TEXTO DA PÁGINA:
Quando encontram essas peças, os arqueólogos analisam as suas origens e tipologias e, consequentemente, as suas cronologias. “A mais recente é a que vai datar o espaço”.

O arqueológo explica também que a análise da cerâmica pode oferecer uma “dinâmica do espaço”. Se o compartimento foi aterrado, alterado, reformulado. Quando foi? É o elemento mais recente que responde: “foi depois de”.

“Um historiador tem um documento datado, nós não. São os materiais que nos dão as datas, que nos permitem ir datando esses momentos das construções. Daí valorizarmos mais a peça que nos pode dar a informação que falta. Que nos ajuda a interpretar a funcionalidade do espaço ou a datar o que estamos a escavar”.

Sublinhando a importância de fazer um minucioso cruzamento de todas as informações obtidas e o vasto tempo que essa investigação consome, o arqueólogo esboça um longo sorriso antes de referir: “Pode ser uma ‘seca’, mas encanta-me este trabalho dos materiais”.

O Saco azul do arqueólogo

A poucos metros do local da escavação, num corredor subterrâneo da Casa dos Repuxos, amontoa-se um conjunto de sacos de plástico de cor azul. Tudo o que é encontrado é lá colocado e etiquetado, com informações da proveniência do material.

“Esta etiqueta é fundamental. Se ela se perder, todos estes materiais no saco perdem o seu valor. Só têm valor se encontrados em contexto, caso contrário, é apenas mais um caco, e cacos há muitos aqui em Conimbriga”.

“Caco” faz parte da gíria dos arqueólogos e designa qualquer fragmento de cerâmica encontrado. Outros termos frequentes são “terra estéril” ou “terra do tempo da avó”.

Terra do tempo da Avó

Durante as primeiras escavações neste espaço, em algumas zonas os membros da equipa depararam com “objetos peculiares”, como caricas de garrafas de cerveja, caixas de tabaco, peças de plástico ou até uma moeda de 1948. Não foram descobertas felizes. “É um trabalho ingrato estar dias ao sol a escavar à picareta e depararmos com terra que não interessa”.

A terra que não interessa tinha sido ali depositada durante as escavações da Casa dos Repuxos nos anos 40 e estava repleta de vestígios dos trabalhadores da altura. A moeda, neste caso, foi revelante. Sabe-se que a origem desse “material” remonta a 1948 ou um período posterior.

É o que os arqueólogos chamam de “terra estéril”. É terra do “tempo da avó”, ou seja, do século XX, bastante recente e sem qualquer interesse para os seus propósitos. Ao contrário da “terra fértil”, de onde são colhidos bons frutos arqueológicos.

As diferenças da terra são obtidas pela análise estratigráficas. Cada camada estratigráfica representa um período de tempo e, no contexto das ruínas da cidade, uma ação de construção (como nivelar terreno para colocar alicerces) ou de destruição (como o abatimento do telhado no chão).

MATERIAL DE ORIGEM:
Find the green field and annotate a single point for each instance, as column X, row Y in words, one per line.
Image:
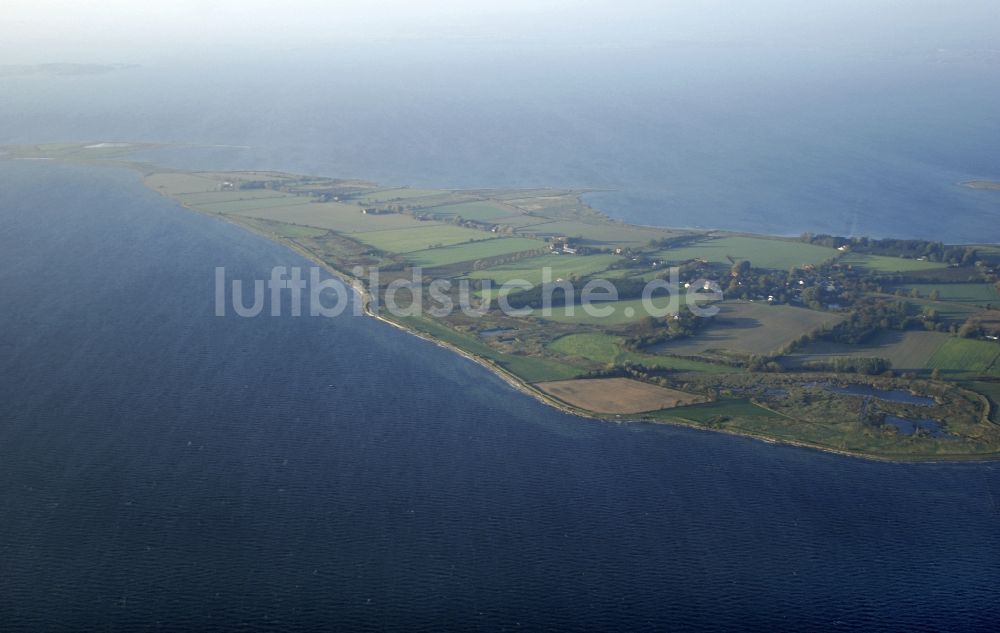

OBJETIVOS:
1. Responda às seguintes perguntas com base no texto sobre a escavação em Conimbriga.
(a) Onde se amontoam os sacos de plástico azuis com o material encontrado?
(b) De que ano era a moeda descoberta durante as primeiras escavações?
(c) O que designa a palavra "caco" na gíria dos arqueólogos?
2. Prossiga com o texto sobre a escavação em Conimbriga a partir da última frase apresentada.

RESPOSTAS:
1.
(a) Num corredor subterrâneo da Casa dos Repuxos, a poucos metros do local da escavação.
(b) De 1948.
(c) Qualquer fragmento de cerâmica encontrado.

2.
“Temos que individualizar cada estrato e, em cada um, os testemunhos recolhidos dizem-nos quando casa foi construída, reformulada ou destruída”.

Essa análise é também fulcral para a natureza multidisciplinar o projeto. “Todos os estratos que identificamos como revelantes, recolhemos e ensacamos com referências em etiquetas para os colegas da arquebotânica, que pegam nesta terra e fazem uma flutuação. Vão flutuar estes sedimentos, tudo o que são sementes e carvões vêm à tona e é através disso que eles podem aproximar-se do conhecimento do que era plantado ou do coberto vegetal que existia há dois mil anos”.

Há várias informações importantes que se obtém nestes processos interdisciplinares, a nível da flora e da fauna de Conimbriga. As conchas de ostras e ameijoas revelam a existência de estuários, a análise das ossadas encontradas revela e quantifica a presença de cabras, vacas, aves, javalis, até animais domésticos, como gatos e cães.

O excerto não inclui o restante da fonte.